#### PROVIDED INFORMATION ####

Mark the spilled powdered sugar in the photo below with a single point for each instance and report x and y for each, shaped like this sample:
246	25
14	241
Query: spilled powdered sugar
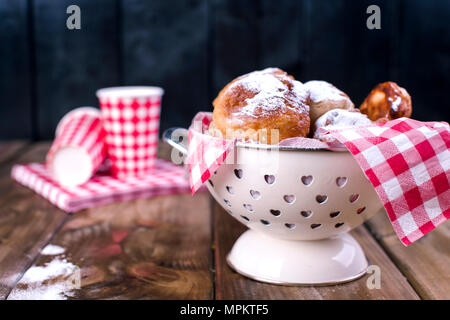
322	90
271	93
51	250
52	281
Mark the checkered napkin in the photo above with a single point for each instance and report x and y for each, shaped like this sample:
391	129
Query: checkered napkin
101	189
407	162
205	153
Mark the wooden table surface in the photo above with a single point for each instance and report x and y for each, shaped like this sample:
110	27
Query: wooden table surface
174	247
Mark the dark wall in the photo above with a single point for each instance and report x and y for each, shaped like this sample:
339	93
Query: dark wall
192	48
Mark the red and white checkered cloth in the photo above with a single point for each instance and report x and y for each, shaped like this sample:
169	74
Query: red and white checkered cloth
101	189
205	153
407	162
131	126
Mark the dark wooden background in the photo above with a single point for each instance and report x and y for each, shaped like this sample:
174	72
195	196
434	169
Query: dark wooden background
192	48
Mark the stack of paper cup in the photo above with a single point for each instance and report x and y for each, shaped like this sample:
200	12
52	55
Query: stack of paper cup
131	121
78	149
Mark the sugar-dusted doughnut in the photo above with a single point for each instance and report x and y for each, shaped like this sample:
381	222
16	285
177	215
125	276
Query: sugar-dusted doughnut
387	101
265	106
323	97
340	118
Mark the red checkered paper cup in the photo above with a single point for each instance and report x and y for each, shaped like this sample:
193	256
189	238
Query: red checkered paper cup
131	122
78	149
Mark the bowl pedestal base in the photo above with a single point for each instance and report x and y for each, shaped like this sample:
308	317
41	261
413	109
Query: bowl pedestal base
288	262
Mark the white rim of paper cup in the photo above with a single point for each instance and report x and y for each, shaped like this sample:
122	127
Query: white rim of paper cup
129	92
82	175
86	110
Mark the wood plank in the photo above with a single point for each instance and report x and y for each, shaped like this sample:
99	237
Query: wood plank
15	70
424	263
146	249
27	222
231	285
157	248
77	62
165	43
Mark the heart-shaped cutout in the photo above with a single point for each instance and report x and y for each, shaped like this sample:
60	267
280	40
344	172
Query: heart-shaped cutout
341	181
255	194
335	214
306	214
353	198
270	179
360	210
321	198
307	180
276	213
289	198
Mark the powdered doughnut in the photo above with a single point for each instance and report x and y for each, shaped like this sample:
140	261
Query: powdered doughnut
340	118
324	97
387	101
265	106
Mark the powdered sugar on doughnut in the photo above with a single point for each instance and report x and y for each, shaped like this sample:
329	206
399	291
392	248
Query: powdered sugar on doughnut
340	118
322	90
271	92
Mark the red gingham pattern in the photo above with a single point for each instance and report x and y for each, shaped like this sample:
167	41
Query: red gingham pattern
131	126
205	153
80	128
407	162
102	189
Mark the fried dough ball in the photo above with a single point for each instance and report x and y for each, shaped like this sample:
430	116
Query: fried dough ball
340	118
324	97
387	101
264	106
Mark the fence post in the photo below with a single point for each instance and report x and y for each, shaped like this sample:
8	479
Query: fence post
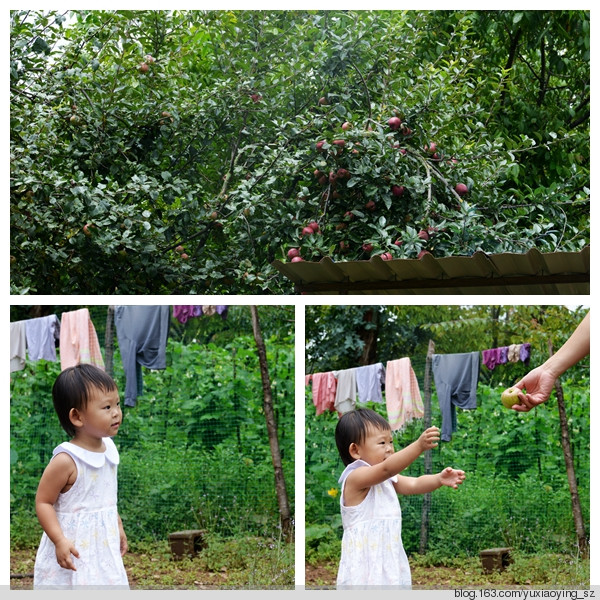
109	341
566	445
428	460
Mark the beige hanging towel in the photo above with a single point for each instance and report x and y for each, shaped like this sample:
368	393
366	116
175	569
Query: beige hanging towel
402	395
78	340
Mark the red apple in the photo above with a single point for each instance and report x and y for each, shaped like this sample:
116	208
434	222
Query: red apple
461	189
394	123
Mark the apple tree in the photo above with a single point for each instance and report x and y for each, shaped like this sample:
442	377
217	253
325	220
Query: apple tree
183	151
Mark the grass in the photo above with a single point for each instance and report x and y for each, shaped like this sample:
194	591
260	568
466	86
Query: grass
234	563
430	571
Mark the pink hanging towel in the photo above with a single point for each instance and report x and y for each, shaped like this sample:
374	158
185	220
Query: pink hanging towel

####

Write the records out exactly once more, leaving off the pictures.

RESPONSE BELOW =
Mark the spilled powdered sugar in the photo below with a single point for each instance and report x and y for each, shaped like this sample:
246	25
14	241
Query: spilled powdered sugar
322	90
271	93
51	250
52	281
Mark the checkered napkin in the photo above with a single point for each instance and report x and y for each, shaped like this sample:
391	129
Query: checkered napkin
101	189
407	162
205	153
Mark the wooden table surface in the photo above with a single point for each instance and report x and y for each, shaped like this sample:
110	27
Query: wooden table surface
174	247
Mark the dark wall in the photo above with a single point for each instance and report x and y for each, shaped like this sample:
339	93
Query: dark wall
192	48
Mark the red and white checkered cloth in the photo above with a single point for each instance and report x and y for each, shaped like this sample:
169	74
Query: red and white checkered cloth
101	189
205	153
407	162
131	126
Mark the dark wooden background in the photo above with a single point for each instance and report x and y for each, shaped like this sample:
174	72
195	196
434	169
Query: dark wooden background
192	48
Mark the stack of paper cup in the photo above with a single point for each instance and report x and y for each, shaped like this sample:
200	12
52	55
Query: stack of paper cup
131	121
78	149
Mark the sugar-dusted doughnut in the photo above with a single point for each instance and report x and y for each, shaped like this sample:
381	222
16	285
177	215
125	276
Query: sugar-dusted doughnut
387	101
265	106
323	97
340	118
Mark the red checkered paper cup in the photo above with a single point for each instance and report x and y for each, shaped like this sample:
193	256
189	238
Query: red checkered paper cup
131	122
78	149
Mark the bowl pedestal base in the photo above with a single point for each instance and report x and y for each, shaped like this sample:
308	317
41	261
413	109
Query: bowl pedestal base
288	262
Mark the white rim of paper cup in the photo above with a single point for each instance and report x and y for each, shaped like this sample:
122	127
Query: white rim of paper cup
129	92
82	175
86	110
Mark the wood plank in the photo above with a single point for each instance and report x and y for each, shaped like this sample:
99	237
Query: wood plank
15	70
424	263
146	249
27	222
231	285
157	248
77	62
165	43
Mark the heart-shaped cutout in the photo above with a single point for each instance and report x and y for each, shaped like this sample:
60	267
280	40
344	172
Query: heart-shaped cutout
341	181
255	194
335	214
306	214
353	198
270	179
360	210
321	198
307	180
276	213
289	198
Mark the powdered doughnut in the photo above with a single point for each instance and report x and y for each, shaped like this sample:
140	261
Query: powdered doughnut
340	118
324	97
387	101
265	106
Mark the powdered sugar on doughnut in the photo above with a single point for each instance and report x and y for each, shaped like this sample:
329	206
399	291
392	248
Query: powdered sugar on doughnut
340	118
322	90
271	92
Mark the red gingham pattern in the photo above with a single point for each instance and report x and y for each, shaped like this sample:
167	41
Query: red gingham pattern
131	126
205	153
80	128
407	162
102	189
Mark the fried dough ball in the photo above with a single point for each instance and report x and y for each, shaped like this sample:
430	116
Query: fried dough ball
340	118
324	97
387	101
264	106
Mark the fence post in the photo below with a single point for each instance and report x and y for each, shaped like this sample:
8	479
Query: fence post
109	341
566	445
428	460
Mark the beige hanging towel in the photo above with a single point for each instance and report x and y for each, shaped like this sample:
368	393
366	116
175	569
Query: beige hanging towel
402	395
78	340
Mark the red apple in the photo above with a single point for each instance and report x and y for each, shaped like this sample:
116	208
434	222
Query: red apple
461	189
394	123
Mark the apple tree in the photo above with a single point for each instance and report x and y for each, shaped like this sample:
442	377
217	253
325	220
Query: apple tree
183	151
Mark the grass in the photo above with a single point for each instance and report x and y for each, shaped like this sample:
194	591
260	568
466	86
Query: grass
234	563
430	571
Mark the pink hanging towel in the photo above with a single point for each instance and report x and y for each, shaped like this sample:
374	158
185	220
Query: pink hanging towel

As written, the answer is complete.